* START DOCUMENT *

MULLETING 401: Mullet have many a survival trick of their own, not the least of which is amazing eyesight, able to spot shady looking things both in the water and also above and beyond the water, where folks like netters and a slew of feeding shorebirds await school being in sessions. Combine a slew of mullet with eagle eyesight and it gets challenging for net tossers.

Among the mullets’ evasive techniques is moving in tight schools, meant to make the combined look resemble dark and ominously large predators – not that this maneuver has ever once scared a gamefish. What a school cluster does perform is a de-individualizing, increasing the escape odds for each participating mullet, based on overall numbers. In a crunch, it’s always every schooling mullet for itself.

As netters, we have a few handy techniques for spotting mullet school on the move. The most obvious is being able to see schools in clear water, helped by sunglasses designed to knock down glare. Spying mullet is made easier by their tendency to hug the beach, instinctually knowing that death lurks only a couple feet further out from shore.

Back when the Island had jetties/groins, huge schools of migrating mullet could regularly be found balling up on the north sides of jetties, where they’d stop in their southward sojourn, somehow knowing that stripers awaited just around the end of the rocks. Balled up jetty mullet was like shooting ducks in a barrel for throwers.  Having jetties sanded under by replenishment has all but ruined once-popular beachfront net throwing.

Below: https://deepwaterfishery.com/.

It’s when waters turn turbid that alternative netting strategies kick in. Here’s some insights on prime mullet-spotting techniques.  

When mullet are running high in the water table, netters throw on so-called “nervous water.” Such surface disturbances, presenting as tiny ripples and even an occasional tail splash, are most often the result of mullet schools rising up due to something highly disturbing a bit deeper down. I’ve seen bottom-lurking fluke drive them straight to the surface.  Nervous water is easiest to see when winds are calm. More experienced eyes can pick up the signs even on windy, choppy days. Nervous water is best thrown directly atop.

An additional form of surface disturbance by mullet on the move is a telltale “V” shape, marking the progress of a surface school. When throwing on “V”s, land a net well ahead of the front point.  

Check out this nervous water V-shape combo ... (Still shot above from vid.)

http://www.youtube.com/watch?v=meLDqyW9Kj8

During turbid water times, netters throw on spearing/silversides.  Please don’t call them shiners.

Spearing outnumber all other bayside forage species, even bunker. Their everywhereness comes in handy for netters since they’re the most nervous forage fish out there. Hell, if a single spearing sneezes, a couple dozen of them jump out of the water. That tendency to go airborne at the slightest upset offers a hugely helpful tip-off that mullet might be passing below them.

Spearing jump from passing-below mullet schools because they’re just about the only creature fooled by the way mullet tightly school. In spearing eyes, the school is dark, shadowy, solidified, multi-eyed creature. The concept is call mimicry. It gets  spearing leaping.

* END DOCUMENT *
* START INFORMATION SHOWN *

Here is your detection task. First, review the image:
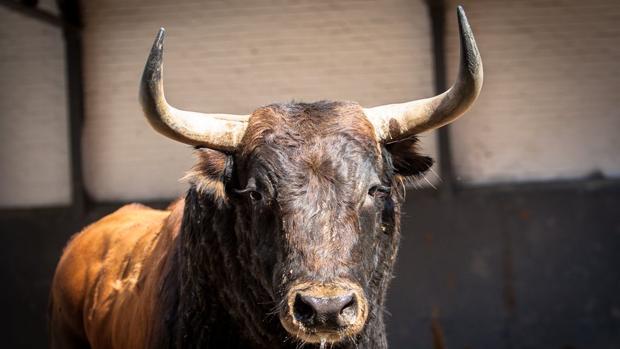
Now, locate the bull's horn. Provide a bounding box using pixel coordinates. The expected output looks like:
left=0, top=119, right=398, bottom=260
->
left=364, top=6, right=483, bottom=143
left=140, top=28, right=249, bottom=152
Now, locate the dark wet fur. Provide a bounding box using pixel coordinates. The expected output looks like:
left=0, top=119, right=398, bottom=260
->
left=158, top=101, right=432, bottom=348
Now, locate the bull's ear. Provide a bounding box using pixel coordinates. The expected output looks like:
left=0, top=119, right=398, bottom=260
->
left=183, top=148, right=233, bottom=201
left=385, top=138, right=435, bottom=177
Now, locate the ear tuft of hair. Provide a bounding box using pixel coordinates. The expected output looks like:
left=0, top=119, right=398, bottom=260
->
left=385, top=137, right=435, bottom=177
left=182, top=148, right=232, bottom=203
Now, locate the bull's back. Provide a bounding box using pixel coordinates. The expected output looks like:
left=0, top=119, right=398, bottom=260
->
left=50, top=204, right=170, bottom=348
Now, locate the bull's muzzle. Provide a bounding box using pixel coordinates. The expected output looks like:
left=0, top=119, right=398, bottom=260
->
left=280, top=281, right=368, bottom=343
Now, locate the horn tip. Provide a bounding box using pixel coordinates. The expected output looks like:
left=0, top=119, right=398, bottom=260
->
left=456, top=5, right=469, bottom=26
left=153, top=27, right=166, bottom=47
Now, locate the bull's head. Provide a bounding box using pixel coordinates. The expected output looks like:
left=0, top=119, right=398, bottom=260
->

* END INFORMATION SHOWN *

SET EXERCISE 1 ▸
Decide whether each statement below agrees with the mullet netting text above, answering yes or no and quoting the deciding words of the text: (a) Mullet tend to stay close to the beach. (b) Nervous water is easiest to see on windy days. (c) When throwing on a "V," a netter should land the net behind the school.
SET EXERCISE 2 ▸
According to the mullet netting text, which fish outnumber all other bayside forage species?
SET EXERCISE 3 ▸
Print the passage of the mullet netting text from "Below: https://deepwaterfishery.com/." up to and including "thrown directly atop.".

WORKED SOLUTION 1 ▸
(a) Yes: "their tendency to hug the beach"
(b) No: "Nervous water is easiest to see when winds are calm."
(c) No: "land a net well ahead of the front point."

WORKED SOLUTION 2 ▸
Spearing, also called silversides.

WORKED SOLUTION 3 ▸
Below: https://deepwaterfishery.com/.

It’s when waters turn turbid that alternative netting strategies kick in. Here’s some insights on prime mullet-spotting techniques.  

When mullet are running high in the water table, netters throw on so-called “nervous water.” Such surface disturbances, presenting as tiny ripples and even an occasional tail splash, are most often the result of mullet schools rising up due to something highly disturbing a bit deeper down. I’ve seen bottom-lurking fluke drive them straight to the surface.  Nervous water is easiest to see when winds are calm. More experienced eyes can pick up the signs even on windy, choppy days. Nervous water is best thrown directly atop.